Provided records:
• • • • • • •
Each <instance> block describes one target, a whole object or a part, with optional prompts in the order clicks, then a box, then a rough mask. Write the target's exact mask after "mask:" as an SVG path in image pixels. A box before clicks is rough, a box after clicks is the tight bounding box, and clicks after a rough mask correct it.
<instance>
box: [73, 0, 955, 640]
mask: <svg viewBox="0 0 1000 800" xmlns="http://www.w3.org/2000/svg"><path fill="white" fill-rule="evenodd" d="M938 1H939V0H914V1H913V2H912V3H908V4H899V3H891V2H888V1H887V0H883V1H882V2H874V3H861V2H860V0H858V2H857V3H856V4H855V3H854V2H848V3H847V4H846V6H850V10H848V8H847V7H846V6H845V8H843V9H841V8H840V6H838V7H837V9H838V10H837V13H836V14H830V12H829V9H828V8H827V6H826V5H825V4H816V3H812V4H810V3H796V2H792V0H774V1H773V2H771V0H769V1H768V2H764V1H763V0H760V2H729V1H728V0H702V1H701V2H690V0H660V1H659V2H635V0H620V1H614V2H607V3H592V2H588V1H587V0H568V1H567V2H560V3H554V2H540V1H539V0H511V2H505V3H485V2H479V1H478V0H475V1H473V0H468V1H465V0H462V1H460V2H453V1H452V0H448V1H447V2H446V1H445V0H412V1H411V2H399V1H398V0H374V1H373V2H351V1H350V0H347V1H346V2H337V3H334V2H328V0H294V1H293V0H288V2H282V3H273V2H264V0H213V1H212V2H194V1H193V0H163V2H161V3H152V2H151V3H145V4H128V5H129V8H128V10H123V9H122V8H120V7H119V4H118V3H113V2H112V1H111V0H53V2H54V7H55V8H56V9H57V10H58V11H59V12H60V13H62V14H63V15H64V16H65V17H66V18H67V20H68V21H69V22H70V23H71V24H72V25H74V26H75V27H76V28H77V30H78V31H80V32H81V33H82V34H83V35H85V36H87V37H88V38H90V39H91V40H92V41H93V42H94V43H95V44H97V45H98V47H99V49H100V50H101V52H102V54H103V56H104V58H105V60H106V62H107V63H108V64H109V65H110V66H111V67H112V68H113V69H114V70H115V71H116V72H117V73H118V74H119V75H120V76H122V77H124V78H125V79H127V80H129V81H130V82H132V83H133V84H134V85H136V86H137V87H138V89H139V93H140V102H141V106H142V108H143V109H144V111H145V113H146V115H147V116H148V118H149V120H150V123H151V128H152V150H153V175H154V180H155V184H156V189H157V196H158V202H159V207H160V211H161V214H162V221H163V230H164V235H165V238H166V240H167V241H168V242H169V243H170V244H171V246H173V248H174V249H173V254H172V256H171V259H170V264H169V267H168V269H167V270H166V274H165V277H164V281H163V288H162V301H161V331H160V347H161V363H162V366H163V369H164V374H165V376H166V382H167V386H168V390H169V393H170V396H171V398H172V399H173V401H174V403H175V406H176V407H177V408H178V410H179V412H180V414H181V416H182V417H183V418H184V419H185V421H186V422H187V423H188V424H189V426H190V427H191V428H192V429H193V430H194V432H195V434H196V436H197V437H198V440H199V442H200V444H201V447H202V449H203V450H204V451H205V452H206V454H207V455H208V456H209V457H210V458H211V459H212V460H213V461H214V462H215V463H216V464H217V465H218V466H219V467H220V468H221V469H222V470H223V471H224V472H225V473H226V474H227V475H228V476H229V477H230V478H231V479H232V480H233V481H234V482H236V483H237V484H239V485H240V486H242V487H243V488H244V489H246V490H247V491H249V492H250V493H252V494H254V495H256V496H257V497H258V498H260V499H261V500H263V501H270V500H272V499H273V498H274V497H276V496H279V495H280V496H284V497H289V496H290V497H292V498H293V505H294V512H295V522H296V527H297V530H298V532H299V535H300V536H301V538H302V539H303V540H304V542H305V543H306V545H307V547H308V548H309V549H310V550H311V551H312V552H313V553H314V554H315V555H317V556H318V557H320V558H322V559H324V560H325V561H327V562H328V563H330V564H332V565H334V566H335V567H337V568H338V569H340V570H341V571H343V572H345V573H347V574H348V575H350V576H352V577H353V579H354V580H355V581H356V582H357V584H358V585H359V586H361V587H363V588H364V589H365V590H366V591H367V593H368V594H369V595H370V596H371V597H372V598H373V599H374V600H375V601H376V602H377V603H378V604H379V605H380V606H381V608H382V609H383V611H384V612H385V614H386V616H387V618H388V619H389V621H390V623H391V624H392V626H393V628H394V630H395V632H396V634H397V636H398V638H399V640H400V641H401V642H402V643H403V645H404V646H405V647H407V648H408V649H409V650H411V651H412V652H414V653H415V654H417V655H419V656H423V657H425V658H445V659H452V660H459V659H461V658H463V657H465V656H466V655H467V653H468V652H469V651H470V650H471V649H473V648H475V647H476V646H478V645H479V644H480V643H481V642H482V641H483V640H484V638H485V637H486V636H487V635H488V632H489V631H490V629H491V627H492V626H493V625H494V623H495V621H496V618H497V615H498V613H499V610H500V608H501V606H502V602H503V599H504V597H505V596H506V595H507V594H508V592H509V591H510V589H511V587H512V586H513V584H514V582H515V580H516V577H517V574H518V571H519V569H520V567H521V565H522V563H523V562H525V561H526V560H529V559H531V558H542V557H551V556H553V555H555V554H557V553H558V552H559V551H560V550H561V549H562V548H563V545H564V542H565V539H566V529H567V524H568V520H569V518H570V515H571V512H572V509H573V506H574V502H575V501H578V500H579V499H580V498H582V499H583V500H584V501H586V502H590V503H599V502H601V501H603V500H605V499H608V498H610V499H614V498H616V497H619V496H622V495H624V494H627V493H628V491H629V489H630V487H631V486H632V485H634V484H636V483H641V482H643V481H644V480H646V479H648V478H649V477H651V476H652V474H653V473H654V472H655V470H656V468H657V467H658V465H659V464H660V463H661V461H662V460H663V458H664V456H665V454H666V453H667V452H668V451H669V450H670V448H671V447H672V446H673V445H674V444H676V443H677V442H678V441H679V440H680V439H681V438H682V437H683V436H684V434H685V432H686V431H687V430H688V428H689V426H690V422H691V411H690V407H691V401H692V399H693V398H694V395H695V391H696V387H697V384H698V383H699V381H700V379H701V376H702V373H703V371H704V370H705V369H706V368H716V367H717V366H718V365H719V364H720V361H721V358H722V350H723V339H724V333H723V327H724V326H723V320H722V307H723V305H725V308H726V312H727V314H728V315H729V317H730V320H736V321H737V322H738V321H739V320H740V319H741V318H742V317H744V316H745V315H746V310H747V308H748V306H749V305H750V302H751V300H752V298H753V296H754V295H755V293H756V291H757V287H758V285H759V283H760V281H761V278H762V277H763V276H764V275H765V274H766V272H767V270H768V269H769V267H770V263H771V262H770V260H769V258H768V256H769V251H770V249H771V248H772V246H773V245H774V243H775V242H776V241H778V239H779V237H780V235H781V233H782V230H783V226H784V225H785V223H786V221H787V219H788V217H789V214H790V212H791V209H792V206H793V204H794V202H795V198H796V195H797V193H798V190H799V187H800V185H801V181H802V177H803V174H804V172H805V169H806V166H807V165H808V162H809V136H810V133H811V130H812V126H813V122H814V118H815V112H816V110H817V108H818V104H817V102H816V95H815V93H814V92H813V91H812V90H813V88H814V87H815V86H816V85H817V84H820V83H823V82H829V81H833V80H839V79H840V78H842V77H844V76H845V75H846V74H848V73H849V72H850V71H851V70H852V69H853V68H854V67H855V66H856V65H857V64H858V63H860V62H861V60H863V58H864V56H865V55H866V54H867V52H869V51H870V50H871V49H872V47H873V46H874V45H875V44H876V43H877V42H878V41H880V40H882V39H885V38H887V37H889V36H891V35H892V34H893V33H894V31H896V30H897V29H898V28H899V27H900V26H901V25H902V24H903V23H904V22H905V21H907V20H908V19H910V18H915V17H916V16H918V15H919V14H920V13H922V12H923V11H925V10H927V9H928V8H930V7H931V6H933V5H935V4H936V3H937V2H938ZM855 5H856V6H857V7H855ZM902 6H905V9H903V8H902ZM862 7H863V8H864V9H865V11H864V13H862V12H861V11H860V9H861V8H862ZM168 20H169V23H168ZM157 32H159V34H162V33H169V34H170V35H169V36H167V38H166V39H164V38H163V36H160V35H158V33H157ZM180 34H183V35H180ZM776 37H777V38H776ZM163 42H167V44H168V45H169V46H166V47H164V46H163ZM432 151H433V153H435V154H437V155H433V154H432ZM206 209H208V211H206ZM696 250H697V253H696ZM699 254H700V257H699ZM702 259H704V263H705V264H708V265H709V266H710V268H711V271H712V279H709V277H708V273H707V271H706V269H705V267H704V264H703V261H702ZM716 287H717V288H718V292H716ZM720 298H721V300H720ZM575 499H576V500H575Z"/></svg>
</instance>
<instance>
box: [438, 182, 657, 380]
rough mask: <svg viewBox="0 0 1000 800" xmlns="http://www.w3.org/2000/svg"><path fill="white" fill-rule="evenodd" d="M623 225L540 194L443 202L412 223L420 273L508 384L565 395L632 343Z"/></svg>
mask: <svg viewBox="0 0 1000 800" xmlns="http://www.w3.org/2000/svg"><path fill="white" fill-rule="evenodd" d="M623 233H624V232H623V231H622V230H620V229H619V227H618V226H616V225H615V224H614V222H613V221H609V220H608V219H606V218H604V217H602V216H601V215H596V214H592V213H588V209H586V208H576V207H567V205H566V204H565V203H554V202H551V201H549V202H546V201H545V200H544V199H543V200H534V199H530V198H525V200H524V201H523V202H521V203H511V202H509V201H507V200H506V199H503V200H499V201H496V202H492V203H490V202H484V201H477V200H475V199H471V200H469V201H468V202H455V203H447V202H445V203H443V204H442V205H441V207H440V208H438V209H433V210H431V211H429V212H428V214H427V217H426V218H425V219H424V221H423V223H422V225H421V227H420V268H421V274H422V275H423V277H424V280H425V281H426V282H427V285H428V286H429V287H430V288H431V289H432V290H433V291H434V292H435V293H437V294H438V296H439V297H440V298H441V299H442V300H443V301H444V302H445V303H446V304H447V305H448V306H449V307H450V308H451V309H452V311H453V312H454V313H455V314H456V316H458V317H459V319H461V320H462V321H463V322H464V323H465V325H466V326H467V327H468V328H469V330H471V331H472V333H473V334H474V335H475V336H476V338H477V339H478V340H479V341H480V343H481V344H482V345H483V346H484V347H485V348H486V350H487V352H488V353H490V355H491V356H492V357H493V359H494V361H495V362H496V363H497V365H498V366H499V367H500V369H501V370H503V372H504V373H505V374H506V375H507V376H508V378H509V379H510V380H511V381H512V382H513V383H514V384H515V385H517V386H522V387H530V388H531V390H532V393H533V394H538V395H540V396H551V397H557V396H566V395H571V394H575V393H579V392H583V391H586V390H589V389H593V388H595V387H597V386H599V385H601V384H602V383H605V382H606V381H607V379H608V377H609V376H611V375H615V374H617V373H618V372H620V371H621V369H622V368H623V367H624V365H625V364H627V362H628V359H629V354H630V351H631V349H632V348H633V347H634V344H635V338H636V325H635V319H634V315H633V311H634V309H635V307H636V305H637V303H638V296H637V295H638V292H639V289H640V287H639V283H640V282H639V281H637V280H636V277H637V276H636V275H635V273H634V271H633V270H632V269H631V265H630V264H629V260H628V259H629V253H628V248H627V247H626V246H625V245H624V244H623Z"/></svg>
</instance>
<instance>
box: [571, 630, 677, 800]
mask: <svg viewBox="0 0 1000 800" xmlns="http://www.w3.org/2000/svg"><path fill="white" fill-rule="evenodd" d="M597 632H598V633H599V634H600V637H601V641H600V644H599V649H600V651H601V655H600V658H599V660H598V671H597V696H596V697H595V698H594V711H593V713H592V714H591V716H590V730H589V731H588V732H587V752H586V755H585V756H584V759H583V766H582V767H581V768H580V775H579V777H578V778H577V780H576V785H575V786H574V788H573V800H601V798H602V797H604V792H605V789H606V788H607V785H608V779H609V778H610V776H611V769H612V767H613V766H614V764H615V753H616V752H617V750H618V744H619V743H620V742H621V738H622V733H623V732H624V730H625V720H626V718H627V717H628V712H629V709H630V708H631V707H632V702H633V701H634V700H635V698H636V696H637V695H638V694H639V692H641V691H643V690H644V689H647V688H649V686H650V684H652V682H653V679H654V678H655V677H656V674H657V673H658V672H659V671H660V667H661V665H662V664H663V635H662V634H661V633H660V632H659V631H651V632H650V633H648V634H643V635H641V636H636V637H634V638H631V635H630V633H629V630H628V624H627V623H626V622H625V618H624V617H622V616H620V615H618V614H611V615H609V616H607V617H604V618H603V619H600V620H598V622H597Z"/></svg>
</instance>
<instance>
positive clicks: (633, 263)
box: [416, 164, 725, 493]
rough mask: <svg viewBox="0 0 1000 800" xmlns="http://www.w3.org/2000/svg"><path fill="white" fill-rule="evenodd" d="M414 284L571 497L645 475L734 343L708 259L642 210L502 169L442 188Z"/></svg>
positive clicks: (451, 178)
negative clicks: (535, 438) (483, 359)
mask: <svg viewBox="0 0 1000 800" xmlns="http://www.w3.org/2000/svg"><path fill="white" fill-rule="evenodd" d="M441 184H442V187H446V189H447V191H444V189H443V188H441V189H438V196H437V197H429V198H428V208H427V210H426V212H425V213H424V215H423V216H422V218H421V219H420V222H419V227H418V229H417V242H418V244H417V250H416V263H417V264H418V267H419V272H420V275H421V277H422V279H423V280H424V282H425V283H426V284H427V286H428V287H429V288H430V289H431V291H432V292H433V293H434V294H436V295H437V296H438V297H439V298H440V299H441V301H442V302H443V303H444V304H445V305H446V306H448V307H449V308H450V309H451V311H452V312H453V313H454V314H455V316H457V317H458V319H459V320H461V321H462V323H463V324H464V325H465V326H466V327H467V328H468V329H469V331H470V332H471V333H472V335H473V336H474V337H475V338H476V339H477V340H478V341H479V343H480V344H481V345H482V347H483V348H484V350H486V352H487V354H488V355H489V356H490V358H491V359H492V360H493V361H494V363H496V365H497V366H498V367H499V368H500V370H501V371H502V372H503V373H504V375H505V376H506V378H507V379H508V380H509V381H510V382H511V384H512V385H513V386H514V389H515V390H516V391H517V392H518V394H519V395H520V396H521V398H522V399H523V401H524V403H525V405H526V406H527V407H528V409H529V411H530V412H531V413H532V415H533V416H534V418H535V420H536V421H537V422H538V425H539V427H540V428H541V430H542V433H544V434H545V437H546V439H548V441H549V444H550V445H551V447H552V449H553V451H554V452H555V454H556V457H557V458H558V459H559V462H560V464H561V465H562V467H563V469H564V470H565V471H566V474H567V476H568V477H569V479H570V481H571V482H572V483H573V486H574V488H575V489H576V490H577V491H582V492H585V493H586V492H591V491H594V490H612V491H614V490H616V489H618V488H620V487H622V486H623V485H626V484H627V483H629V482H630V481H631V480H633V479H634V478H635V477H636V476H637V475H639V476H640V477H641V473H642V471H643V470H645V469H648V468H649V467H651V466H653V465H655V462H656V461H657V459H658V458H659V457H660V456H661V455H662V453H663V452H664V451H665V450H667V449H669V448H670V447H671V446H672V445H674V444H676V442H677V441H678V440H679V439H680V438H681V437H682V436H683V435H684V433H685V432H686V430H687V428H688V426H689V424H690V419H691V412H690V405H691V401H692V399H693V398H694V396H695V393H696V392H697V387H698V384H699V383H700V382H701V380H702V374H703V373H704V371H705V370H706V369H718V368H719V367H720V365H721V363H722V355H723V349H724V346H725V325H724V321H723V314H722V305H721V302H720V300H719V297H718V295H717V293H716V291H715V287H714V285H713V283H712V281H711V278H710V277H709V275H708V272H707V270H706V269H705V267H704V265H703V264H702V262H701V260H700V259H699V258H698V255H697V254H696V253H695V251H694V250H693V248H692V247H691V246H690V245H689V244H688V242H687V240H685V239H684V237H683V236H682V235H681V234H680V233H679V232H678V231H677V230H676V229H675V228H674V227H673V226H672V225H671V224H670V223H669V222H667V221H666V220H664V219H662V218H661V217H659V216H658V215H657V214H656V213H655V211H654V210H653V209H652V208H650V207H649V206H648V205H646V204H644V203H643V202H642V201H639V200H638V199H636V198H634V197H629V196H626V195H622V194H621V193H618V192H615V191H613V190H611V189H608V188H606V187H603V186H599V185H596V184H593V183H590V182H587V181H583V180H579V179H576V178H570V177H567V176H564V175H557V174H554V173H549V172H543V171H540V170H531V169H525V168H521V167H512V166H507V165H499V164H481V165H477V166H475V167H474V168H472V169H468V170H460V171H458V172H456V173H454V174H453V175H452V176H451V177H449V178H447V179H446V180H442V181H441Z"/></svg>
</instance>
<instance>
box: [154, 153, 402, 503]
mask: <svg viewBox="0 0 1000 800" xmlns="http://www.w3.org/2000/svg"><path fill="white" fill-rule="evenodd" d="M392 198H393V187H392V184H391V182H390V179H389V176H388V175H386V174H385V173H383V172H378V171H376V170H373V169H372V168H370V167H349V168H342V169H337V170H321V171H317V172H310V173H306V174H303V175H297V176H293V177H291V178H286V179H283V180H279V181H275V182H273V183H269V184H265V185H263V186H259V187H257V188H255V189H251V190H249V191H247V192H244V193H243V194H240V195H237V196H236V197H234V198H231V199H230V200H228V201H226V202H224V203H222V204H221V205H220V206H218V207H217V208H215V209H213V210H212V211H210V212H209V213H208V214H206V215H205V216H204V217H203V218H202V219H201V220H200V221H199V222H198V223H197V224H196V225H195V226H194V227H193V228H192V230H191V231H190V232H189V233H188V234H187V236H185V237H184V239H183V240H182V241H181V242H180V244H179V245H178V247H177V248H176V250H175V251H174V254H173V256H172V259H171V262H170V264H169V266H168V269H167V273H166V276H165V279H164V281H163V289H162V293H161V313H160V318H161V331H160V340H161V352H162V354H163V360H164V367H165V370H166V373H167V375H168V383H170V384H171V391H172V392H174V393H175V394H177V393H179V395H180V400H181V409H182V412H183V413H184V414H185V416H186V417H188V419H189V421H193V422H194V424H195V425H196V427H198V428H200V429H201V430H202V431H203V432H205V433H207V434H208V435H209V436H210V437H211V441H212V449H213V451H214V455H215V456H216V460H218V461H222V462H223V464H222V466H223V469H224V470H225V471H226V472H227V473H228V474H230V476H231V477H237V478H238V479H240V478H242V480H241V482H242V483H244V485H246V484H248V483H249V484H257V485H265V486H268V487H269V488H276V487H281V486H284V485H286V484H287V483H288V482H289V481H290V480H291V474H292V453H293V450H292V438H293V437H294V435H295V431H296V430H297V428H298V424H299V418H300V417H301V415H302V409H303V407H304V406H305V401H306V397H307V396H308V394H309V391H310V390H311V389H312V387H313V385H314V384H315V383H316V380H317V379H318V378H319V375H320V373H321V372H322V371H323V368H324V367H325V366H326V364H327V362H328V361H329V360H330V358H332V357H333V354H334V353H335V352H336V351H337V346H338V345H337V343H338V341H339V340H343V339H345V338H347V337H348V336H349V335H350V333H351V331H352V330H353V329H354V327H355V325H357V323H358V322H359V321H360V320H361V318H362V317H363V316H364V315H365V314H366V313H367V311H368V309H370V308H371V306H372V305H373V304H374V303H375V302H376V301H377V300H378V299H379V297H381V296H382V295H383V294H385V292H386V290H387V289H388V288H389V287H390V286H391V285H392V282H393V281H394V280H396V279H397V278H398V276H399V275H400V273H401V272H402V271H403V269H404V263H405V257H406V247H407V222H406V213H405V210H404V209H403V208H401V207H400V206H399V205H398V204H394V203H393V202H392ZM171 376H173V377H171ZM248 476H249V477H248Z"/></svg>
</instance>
• • • • • • •
About this task: Search the listing above for the string "clicks" and copy each line that has it.

Finished exercise:
Each <instance> block describes one target, a whole object or a part, with optional prompts in the order clicks, then a box, then a rough mask. Write the target's exact mask after "mask:" as an SVG path in image pixels. A box before clicks is rough, a box after clicks is the tight bounding box, and clicks after a rough mask correct it.
positive clicks: (633, 263)
positive clicks: (451, 178)
negative clicks: (535, 438) (483, 359)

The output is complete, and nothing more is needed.